*EXCERPT PROVIDED*.
Mark started teasing him that he must want his wife to be blonde, then.  (Cooper does have a sweet spot for our bishop's little blonde daughter, but I don't think even she would fall for the magic trick.)

Leslie was enjoying listening to this conversation but didn't want to contribute much.  We did get out of her that her husband has to be taller than her, older than her, and have a good testimony of the gospel.  Way to be vague, sweetheart.  Although I must say my list was pretty similar at that age and I got it right on all three counts.

I don't think we asked Luke for his plans, but I'll pretend he just yelled, "Mommy!" and came and give me a hug, excluding all other possible outcomes.

Just wanted to jot these down for future reference:)

Friday, January 2, 2015

Christmas Letter 2014

Just thought I'd include our Christmas letter in here before time got away from me.  Happy New Year!

Dear friends,                                                                                                                                                          

My challenge to you this Christmas season is to think more deeply about why the Lord has put certain people in your life (because He does, you know).  What can you learn from them?  Can you possibly help them in some way?  I’m serious about this challenge.  Make a list.  Think about it on walks, in the shower, driving to work, doing the dishes.  Discuss it with your family. It will immediately increase your “Christmas Spirit” (translation:  love for God and those around you.)  
Here is a rough attempt from me to get you started.

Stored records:

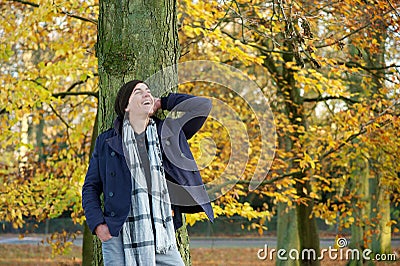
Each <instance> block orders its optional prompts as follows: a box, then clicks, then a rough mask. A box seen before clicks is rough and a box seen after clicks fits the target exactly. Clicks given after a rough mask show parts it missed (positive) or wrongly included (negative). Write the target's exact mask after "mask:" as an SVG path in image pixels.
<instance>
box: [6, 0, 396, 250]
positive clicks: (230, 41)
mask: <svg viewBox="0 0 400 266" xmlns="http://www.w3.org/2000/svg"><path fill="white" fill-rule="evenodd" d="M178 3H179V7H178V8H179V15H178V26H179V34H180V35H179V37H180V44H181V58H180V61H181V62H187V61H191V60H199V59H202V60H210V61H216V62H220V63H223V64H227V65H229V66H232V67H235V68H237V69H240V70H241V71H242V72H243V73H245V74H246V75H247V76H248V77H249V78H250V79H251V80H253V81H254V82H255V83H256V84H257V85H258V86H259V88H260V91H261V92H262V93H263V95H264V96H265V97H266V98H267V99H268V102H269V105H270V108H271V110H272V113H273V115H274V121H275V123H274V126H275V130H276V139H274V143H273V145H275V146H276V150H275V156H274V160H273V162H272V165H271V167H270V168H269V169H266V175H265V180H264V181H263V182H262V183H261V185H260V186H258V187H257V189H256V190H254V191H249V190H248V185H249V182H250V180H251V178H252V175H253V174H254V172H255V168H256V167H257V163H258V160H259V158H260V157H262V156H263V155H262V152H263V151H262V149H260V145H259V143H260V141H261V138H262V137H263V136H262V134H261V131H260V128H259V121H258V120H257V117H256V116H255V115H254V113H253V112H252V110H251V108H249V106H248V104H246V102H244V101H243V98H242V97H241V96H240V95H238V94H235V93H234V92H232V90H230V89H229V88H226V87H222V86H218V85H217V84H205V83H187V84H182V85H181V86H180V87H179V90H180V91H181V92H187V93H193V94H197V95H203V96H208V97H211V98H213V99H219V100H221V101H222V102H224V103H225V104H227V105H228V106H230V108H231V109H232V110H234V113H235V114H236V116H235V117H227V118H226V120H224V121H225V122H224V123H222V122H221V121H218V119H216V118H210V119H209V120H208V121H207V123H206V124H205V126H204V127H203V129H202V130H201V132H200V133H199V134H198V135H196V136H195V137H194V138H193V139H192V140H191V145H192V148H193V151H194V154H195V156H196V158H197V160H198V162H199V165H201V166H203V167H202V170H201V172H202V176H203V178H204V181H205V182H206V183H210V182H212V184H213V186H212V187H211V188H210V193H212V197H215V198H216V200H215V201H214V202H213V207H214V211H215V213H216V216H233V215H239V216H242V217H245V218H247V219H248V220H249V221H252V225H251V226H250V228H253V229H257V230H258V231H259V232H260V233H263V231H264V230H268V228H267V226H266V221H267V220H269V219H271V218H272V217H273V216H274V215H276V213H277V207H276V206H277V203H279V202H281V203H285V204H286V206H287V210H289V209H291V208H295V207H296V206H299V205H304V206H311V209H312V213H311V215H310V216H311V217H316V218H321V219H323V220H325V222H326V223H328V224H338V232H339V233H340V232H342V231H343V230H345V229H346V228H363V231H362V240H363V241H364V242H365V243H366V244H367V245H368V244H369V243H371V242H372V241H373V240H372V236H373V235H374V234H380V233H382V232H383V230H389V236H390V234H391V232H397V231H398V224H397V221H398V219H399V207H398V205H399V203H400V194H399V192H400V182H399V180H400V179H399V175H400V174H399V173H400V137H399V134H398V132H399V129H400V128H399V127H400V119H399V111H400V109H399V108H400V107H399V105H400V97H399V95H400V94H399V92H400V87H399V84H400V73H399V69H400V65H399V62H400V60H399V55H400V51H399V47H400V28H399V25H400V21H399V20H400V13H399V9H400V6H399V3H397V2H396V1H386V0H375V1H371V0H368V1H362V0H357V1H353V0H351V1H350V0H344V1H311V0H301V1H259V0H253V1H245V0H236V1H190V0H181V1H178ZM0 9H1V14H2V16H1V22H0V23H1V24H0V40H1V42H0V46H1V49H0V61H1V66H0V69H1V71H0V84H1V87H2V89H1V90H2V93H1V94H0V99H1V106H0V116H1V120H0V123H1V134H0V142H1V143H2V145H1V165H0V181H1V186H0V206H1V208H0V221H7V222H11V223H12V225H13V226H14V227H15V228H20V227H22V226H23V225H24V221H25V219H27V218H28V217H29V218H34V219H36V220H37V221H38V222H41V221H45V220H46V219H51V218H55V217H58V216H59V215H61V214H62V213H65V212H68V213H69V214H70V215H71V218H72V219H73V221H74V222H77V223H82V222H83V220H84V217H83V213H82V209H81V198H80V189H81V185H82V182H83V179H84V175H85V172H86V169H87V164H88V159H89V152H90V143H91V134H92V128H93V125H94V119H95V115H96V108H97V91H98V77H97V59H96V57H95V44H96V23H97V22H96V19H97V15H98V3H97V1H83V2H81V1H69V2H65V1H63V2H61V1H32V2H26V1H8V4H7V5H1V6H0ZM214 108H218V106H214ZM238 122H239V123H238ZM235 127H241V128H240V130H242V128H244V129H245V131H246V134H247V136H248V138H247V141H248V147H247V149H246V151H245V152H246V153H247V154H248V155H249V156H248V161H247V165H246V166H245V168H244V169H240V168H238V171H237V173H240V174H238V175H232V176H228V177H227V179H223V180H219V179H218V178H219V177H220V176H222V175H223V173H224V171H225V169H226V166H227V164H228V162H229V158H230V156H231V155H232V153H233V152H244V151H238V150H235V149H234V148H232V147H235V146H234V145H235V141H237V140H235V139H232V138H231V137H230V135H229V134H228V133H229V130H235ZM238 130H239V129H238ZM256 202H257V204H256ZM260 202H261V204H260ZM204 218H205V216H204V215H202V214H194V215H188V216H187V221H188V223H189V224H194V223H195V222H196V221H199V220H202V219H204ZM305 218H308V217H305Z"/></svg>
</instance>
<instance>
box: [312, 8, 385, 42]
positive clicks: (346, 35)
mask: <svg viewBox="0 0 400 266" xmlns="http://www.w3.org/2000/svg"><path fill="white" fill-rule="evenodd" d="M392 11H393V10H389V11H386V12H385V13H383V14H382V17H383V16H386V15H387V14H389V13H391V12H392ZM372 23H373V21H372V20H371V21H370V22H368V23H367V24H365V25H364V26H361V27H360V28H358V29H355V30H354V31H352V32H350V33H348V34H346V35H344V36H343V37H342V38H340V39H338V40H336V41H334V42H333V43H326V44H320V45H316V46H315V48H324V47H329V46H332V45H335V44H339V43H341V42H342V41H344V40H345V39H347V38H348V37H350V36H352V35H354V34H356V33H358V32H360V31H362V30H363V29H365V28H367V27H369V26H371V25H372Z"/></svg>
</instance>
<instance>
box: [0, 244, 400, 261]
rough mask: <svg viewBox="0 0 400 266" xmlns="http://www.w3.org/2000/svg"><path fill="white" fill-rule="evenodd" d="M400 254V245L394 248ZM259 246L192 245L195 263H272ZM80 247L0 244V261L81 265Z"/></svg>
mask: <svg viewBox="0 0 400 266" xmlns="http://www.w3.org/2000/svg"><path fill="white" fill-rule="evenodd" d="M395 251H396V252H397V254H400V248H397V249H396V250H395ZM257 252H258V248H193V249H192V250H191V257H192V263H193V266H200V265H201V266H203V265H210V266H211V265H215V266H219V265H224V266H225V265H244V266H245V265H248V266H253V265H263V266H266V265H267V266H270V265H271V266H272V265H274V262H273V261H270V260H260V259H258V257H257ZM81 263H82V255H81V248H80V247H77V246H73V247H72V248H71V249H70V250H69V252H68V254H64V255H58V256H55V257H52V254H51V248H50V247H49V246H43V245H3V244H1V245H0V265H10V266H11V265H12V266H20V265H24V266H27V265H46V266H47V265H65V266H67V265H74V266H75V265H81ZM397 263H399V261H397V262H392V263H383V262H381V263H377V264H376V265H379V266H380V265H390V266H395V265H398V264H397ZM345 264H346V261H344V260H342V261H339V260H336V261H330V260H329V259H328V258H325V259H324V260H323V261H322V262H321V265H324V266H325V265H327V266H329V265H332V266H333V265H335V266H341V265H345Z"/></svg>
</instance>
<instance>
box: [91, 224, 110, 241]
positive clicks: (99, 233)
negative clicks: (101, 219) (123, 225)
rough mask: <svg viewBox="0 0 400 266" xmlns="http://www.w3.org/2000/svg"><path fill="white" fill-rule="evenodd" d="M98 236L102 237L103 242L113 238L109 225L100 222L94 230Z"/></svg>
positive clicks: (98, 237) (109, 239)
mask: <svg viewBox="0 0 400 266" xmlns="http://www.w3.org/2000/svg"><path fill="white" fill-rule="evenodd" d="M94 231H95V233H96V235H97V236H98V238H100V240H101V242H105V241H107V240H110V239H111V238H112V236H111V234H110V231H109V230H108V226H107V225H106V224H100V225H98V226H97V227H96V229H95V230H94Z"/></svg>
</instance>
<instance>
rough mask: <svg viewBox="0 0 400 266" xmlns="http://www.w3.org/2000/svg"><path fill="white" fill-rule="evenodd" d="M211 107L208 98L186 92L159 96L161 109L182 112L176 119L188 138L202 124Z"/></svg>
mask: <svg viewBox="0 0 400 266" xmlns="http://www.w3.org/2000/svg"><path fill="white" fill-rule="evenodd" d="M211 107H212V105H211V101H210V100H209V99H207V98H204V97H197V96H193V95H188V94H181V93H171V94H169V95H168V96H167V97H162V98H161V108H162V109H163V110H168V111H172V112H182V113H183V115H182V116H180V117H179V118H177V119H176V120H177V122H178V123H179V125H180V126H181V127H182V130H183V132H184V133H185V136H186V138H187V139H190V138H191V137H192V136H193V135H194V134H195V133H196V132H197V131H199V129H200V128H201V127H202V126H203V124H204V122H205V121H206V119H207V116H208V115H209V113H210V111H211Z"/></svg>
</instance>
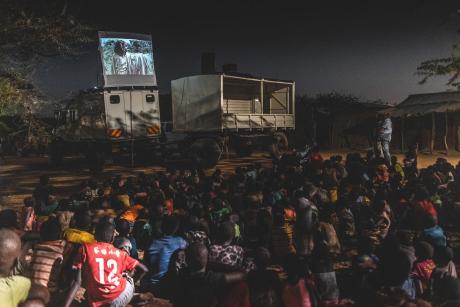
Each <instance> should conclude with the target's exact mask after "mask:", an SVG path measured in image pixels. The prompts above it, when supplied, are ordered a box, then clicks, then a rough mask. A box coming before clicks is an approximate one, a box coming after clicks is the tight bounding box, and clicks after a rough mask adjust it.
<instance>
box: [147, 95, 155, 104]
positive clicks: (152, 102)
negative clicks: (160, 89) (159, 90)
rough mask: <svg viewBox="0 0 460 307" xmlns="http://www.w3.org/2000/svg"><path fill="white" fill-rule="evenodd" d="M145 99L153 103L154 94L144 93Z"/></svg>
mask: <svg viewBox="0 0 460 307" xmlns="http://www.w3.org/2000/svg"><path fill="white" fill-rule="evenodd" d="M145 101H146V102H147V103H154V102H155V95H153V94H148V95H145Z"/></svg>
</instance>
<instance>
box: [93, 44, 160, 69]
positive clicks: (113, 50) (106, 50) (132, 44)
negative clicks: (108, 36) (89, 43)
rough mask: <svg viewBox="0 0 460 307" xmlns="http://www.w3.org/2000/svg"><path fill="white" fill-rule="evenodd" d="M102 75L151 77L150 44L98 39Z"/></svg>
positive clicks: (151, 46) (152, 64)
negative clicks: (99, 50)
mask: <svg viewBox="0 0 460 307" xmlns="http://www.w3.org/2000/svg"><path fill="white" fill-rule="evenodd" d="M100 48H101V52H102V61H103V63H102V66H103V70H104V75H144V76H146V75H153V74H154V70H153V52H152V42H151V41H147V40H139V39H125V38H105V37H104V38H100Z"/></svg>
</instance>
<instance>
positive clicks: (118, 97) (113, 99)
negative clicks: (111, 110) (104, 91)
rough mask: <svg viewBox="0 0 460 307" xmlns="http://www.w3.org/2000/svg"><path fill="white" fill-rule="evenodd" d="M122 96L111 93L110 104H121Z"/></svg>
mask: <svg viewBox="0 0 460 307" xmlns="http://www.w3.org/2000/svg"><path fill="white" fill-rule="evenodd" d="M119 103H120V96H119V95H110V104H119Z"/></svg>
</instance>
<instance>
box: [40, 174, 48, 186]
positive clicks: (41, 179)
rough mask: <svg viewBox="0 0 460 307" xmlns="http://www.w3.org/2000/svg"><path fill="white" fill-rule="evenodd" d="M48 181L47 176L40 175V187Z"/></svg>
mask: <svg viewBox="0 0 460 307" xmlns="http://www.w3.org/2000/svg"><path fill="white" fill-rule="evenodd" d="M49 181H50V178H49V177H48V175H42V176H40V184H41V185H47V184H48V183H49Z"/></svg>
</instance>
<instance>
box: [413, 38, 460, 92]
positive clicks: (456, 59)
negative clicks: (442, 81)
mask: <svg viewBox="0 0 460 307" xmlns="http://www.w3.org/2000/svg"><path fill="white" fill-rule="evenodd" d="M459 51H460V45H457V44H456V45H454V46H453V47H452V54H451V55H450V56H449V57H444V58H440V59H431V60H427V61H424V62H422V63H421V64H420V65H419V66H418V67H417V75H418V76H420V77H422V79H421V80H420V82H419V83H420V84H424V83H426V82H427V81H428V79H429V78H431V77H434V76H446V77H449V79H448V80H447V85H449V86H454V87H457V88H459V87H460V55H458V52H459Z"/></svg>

*TASK REQUIREMENTS*.
a – Answer these questions about the family blog excerpt:
(i) What three qualities did Leslie say her future husband must have?
(ii) What date is given for the post containing the Christmas letter?
(iii) According to the Christmas letter, what does "Christmas Spirit" translate to?
b – Can you write out the portion of the family blog excerpt between "Leslie was enjoying" and "other possible outcomes.", inclusive?

*SOLUTION LIST*.
a –
(i) He must be taller than her, older than her, and have a good testimony of the gospel.
(ii) Friday, January 2, 2015
(iii) Love for God and those around you.

b –
Leslie was enjoying listening to this conversation but didn't want to contribute much.  We did get out of her that her husband has to be taller than her, older than her, and have a good testimony of the gospel.  Way to be vague, sweetheart.  Although I must say my list was pretty similar at that age and I got it right on all three counts.

I don't think we asked Luke for his plans, but I'll pretend he just yelled, "Mommy!" and came and give me a hug, excluding all other possible outcomes.